:: The input ::

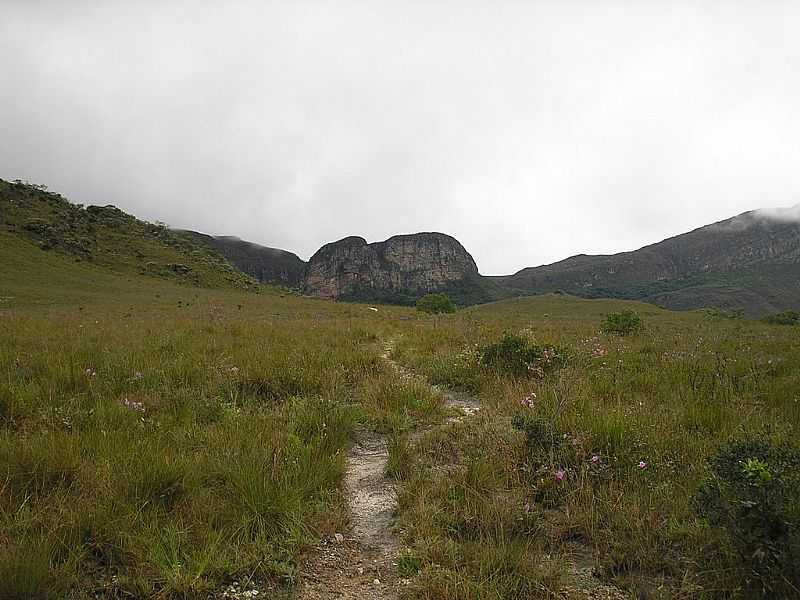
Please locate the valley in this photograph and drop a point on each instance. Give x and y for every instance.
(165, 440)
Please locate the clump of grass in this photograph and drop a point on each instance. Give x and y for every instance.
(753, 494)
(400, 456)
(787, 317)
(397, 403)
(520, 357)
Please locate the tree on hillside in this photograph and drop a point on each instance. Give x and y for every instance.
(435, 304)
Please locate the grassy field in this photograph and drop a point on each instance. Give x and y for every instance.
(163, 440)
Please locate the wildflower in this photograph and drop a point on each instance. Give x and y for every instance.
(137, 406)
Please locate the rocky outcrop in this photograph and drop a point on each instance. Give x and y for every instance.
(402, 268)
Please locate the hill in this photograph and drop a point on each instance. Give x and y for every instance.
(398, 270)
(750, 262)
(267, 265)
(108, 237)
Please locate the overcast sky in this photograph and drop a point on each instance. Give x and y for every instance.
(529, 130)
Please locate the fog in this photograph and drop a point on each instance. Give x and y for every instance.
(530, 131)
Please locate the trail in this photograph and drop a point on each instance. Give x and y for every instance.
(362, 563)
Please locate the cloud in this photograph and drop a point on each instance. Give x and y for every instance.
(529, 131)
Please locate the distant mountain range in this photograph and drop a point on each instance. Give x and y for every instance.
(750, 262)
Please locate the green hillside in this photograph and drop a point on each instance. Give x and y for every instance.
(106, 236)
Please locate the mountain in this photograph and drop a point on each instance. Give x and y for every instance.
(108, 237)
(400, 269)
(749, 262)
(267, 265)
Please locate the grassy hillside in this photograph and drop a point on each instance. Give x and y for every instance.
(749, 262)
(267, 265)
(163, 441)
(107, 237)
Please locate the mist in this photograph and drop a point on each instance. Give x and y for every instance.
(529, 131)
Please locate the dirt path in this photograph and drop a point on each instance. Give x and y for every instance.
(362, 563)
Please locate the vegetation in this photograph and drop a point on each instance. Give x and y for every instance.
(107, 237)
(752, 493)
(520, 357)
(159, 440)
(436, 304)
(787, 317)
(603, 455)
(625, 322)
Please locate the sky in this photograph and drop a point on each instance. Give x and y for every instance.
(530, 131)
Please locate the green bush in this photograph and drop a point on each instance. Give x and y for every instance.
(625, 322)
(753, 495)
(787, 317)
(519, 357)
(435, 304)
(541, 435)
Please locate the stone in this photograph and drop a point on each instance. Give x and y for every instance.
(404, 265)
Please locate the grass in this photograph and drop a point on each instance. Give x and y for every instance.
(667, 398)
(161, 440)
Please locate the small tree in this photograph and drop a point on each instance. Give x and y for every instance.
(435, 304)
(787, 317)
(625, 322)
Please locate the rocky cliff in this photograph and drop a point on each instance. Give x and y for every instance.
(402, 269)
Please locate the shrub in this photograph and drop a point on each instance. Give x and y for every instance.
(625, 322)
(435, 304)
(787, 317)
(519, 357)
(541, 435)
(753, 495)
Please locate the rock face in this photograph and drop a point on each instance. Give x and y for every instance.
(402, 268)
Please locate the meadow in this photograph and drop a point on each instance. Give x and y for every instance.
(161, 440)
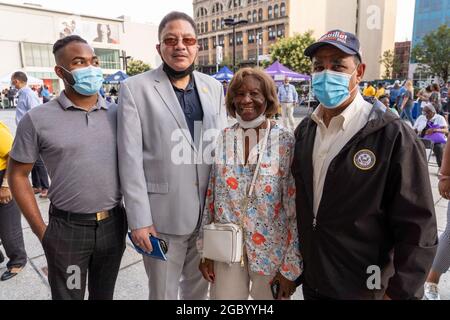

:::

## Work required
Copy the records above word for word, leaving out the pictures.

## Correct response
Please locate the valley in this photograph and drop a point on each instance. Give x and y for every instance.
(165, 440)
Please locate the clump of grass in this photograph and drop a point on each instance. Give x and y for every instance.
(753, 494)
(400, 456)
(787, 317)
(397, 403)
(520, 357)
Please locate the tree on hillside in this photograph and drop a point on each instance. Give x and y for every instance.
(435, 304)
Please locate the grassy field in this photograph and drop a point on each instance. Give x and y for every instance.
(163, 440)
Please locate the wildflower in this photograph and drop a point on each instance. Give x and y for every instance.
(137, 406)
Please locate the rocky outcrop in this photograph and drop a point on each instance. Give x and y for every instance.
(402, 268)
Please locate the hill in this photograph and drop a point on each instance. Give x and y for every instance.
(398, 270)
(750, 262)
(267, 265)
(108, 237)
Please locate the overcast sky in this photograph and drop a point on each instance. Give x and y for every instance.
(529, 130)
Please locate the fog in this photograph and drop a point on each instance. Give x and y for every instance.
(530, 131)
Please locate the trail in this photograph and drop a point on each instance. Give x and y for every instance.
(362, 563)
Please locate the cloud in this photograph and drop a point on each instance. Give x and y for every instance.
(529, 131)
Please locate the distant mountain range in this photograph and drop a point on each instance. Give x and y for every instance.
(750, 262)
Please locate the green hillside in this photograph and drop a point on each instance. Give x and y for every instance.
(106, 236)
Please locate the mountain in this photograph and drop a point on each instance. Give x and y for every instance.
(108, 237)
(400, 269)
(749, 262)
(267, 265)
Please locate the grassy hillside in this photograph and drop a point on each instance. Give x and y for every instance.
(749, 262)
(267, 265)
(163, 441)
(107, 237)
Please locate the mist in this photograph and drop a point on each instance. Give x and y for every instance.
(529, 131)
Please locate the dirt path in this photograph and drop a point on each instance. Give x and y for every instance.
(362, 563)
Please locate the vegetation in this photograph and drop a point on each instance. Give x and y for every instance.
(107, 237)
(752, 493)
(520, 357)
(159, 440)
(436, 304)
(787, 317)
(603, 455)
(625, 322)
Please locate the sky in this photograph and drop a point on each instance. Give x and y for every instance.
(530, 131)
Please locate the green bush in this photograph and drop a point on each instance. Give x and y for every instance.
(625, 322)
(753, 495)
(787, 317)
(519, 357)
(435, 304)
(541, 435)
Please locate the stone in this photograph and drop a point on each instance. Give x and y for every instance.
(404, 265)
Please locate the grass in this photograph and drop a point on each instance. Give x and y for every instance.
(667, 398)
(161, 440)
Please locate the small tree in this photograph and drop a point on each instance. Give x and y for every instance.
(435, 304)
(787, 317)
(625, 322)
Please locate the rocky cliff in this photograph and drop a point on each instance. Give x and y for every instance.
(402, 269)
Please locate the shrub in this photograph and drop a point on each instance. Give x and y for every instance.
(625, 322)
(435, 304)
(787, 317)
(519, 357)
(541, 435)
(753, 495)
Please locate the rock face in this photograph and drop a point on each instance. Give x and y for every instance.
(402, 268)
Please locate the meadow in this photograph and drop a point on each instance. Give x and y for every instance.
(161, 440)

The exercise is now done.